Items from a dataset:
---

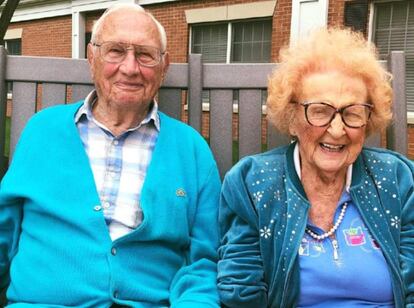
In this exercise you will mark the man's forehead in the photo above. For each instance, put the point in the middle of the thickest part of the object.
(128, 21)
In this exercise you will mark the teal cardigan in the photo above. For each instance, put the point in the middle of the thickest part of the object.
(262, 195)
(55, 248)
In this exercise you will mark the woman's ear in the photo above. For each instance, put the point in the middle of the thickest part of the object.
(292, 127)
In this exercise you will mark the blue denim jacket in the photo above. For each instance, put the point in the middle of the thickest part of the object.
(263, 215)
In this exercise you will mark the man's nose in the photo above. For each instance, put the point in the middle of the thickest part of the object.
(130, 65)
(337, 126)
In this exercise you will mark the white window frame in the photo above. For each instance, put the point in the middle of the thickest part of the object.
(297, 15)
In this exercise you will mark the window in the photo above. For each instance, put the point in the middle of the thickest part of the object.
(211, 41)
(13, 47)
(394, 30)
(250, 41)
(355, 15)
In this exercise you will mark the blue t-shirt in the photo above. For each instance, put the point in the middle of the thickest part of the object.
(359, 277)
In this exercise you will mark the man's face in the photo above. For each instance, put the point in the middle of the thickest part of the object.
(127, 85)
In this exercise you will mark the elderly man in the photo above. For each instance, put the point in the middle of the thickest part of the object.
(109, 202)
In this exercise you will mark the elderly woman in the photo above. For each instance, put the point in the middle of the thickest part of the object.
(323, 222)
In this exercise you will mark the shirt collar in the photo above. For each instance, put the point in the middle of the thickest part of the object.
(296, 160)
(86, 109)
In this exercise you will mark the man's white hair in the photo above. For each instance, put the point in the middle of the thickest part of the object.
(97, 27)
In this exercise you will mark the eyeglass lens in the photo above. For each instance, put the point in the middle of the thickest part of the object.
(321, 114)
(114, 52)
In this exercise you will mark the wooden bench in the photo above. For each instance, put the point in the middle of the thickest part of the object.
(184, 83)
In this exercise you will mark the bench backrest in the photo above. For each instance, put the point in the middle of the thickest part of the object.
(184, 83)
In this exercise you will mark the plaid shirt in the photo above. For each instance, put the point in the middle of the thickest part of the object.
(119, 165)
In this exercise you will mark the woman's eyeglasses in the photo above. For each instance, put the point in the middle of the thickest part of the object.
(321, 114)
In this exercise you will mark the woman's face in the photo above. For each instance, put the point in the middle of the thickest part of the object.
(332, 148)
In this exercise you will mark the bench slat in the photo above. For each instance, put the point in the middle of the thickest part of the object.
(79, 92)
(169, 101)
(53, 94)
(24, 106)
(221, 141)
(250, 120)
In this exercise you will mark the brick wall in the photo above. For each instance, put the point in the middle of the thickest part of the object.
(47, 37)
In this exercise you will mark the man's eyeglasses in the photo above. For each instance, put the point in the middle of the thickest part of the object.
(115, 52)
(321, 114)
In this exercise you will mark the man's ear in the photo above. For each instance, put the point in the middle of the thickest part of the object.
(166, 63)
(91, 59)
(292, 127)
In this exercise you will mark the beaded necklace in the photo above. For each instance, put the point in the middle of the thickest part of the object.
(332, 230)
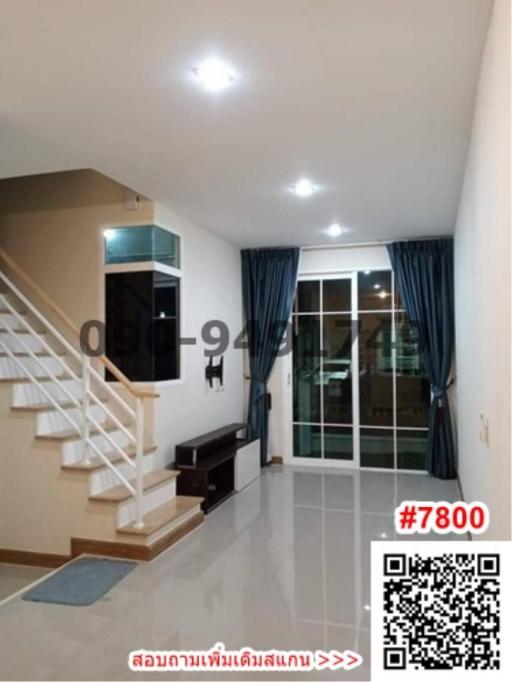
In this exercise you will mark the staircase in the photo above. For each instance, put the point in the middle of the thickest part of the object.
(130, 508)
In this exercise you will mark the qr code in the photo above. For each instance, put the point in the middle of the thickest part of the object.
(441, 612)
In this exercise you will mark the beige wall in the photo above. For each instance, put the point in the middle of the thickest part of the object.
(482, 287)
(211, 290)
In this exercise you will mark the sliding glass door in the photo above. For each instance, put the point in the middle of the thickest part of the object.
(323, 369)
(360, 392)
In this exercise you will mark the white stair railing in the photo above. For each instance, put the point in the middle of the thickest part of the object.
(89, 378)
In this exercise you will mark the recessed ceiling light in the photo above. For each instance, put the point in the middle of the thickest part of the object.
(109, 235)
(304, 188)
(334, 230)
(214, 74)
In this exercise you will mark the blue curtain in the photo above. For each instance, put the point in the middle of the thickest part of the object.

---

**Exercise aim:** Leave out the pictures, then give all the records again exactly.

**Task solution:**
In this exercise you will mark the man's forehead in the photo above. For each instance, put the point in the middle of the thickest part of the object.
(128, 21)
In this exercise you will mark the teal cardigan in the photo above. For each instance, put the point in the middle of the thickest part of the object.
(262, 195)
(55, 248)
In this exercise you will mark the woman's ear in the photo above. For each instance, put the point in the middle of the thickest part of the object.
(292, 127)
In this exercise you will mark the blue denim jacket in the photo above. For each instance, put the point in the middle of the thickest part of the object.
(263, 215)
In this exercise you will mark the man's nose in the photo above. For each instance, put the point in the middle of the thickest part of the object.
(130, 65)
(337, 126)
In this exercise you will mark the white window frame in the photo above. For each instance, put the point in the middle of the thickest part of the object.
(297, 15)
In this exercise you will mark the window in the photo above. For each instance, put the point in the middle of the thickest part of the object.
(211, 41)
(13, 47)
(394, 30)
(250, 41)
(355, 15)
In this exercise you will mark the blue t-shirt in the photo above. For each instance, put the point in the middle of the thickest part of the object.
(359, 277)
In this exercise you will mark the man's face in the photo above. For each instance, put the point in the middle of the thickest part of the object.
(127, 85)
In this exercise you will mark the elderly man in the photo above. For each instance, put the point in the middle of the thickest part of the object.
(109, 202)
In this exercise you will mark the elderly woman in the photo above. For each instance, put the point in the middle of the thickest part of the object.
(323, 222)
In this exercise you will mark the shirt collar in the photo above. For each instance, put the point in the middle of the thickest part of the object.
(296, 160)
(86, 109)
In this exercise you will mark the man's white hair in the photo above. For each instance, put the point in the middle of the thickest part of the object.
(97, 27)
In this exercise you will mark the eyeglass lens in the photo above. For each instance, put the point in the middle of the thickest part of the object.
(321, 114)
(114, 52)
In this exercise you will mark the wooden bench in the photo above. For each instance, put the point in the middle of the thickest part of the object.
(184, 83)
In this exercise you will mark the bench backrest in the photo above. For each instance, put the point in the middle of the thickest part of the object.
(184, 83)
In this exercise you will mark the plaid shirt in the photo above. For each instance, put the point in the middle of the thickest part of the object.
(119, 165)
In this exercise you will mark the woman's eyeglasses in the photo above. For each instance, put the point in the middle of the thickest part of the object.
(321, 114)
In this exercise you will mark the woman's face in the photo above. For each instance, put the point in the middle of the thickest part of the object.
(332, 148)
In this exercise you will mark the bench slat in the photo above. For each instance, put the point in the middle of the thickest part of the object.
(79, 92)
(169, 101)
(53, 94)
(24, 106)
(221, 141)
(250, 120)
In this exercise you will mark the brick wall in the photo above. For each instance, put the point in the middle of the thickest part of the object.
(47, 37)
In this exercise you will mark the man's eyeglasses in the photo above. For each instance, put the point in the middle of the thickest part of the object.
(115, 52)
(321, 114)
In this exercise you will mark the man's ear in the photo above. For each instance, put the point in the middle of the thickest part of the object.
(166, 63)
(91, 59)
(292, 127)
In this exercise you will mark the beaded necklace in the photo above. For each instance, put the point in the middle of the thickest part of the object.
(332, 230)
In this exercise you will mark the staircase in the photo above. For each instance, put the point in the middle of the thickest part of the object.
(130, 508)
In this exercise you will mark the qr code in the photo above. For each instance, put the point in the middle of the thickest part of the object.
(441, 612)
In this exercise you will mark the beige wall in the photo above. For each instance, put the point in the middle of the thickest part of the object.
(482, 287)
(211, 290)
In this exercise you will mark the sliding glass door in the photo above. For each instance, put the point in the middle of the thickest part of the object.
(323, 369)
(360, 392)
In this exercise you will mark the white stair railing in the photo above. For each instance, put the point in the middle of the thickest part of the object.
(89, 378)
In this exercise you will mark the recessed ceiling light in the photo above. For each instance, put the point in the middle of the thickest part of the object.
(109, 235)
(304, 188)
(334, 230)
(214, 74)
In this exercise you will mark the blue curtain in the photo above. For each instance, put the point in the middle of the thickest part of the object.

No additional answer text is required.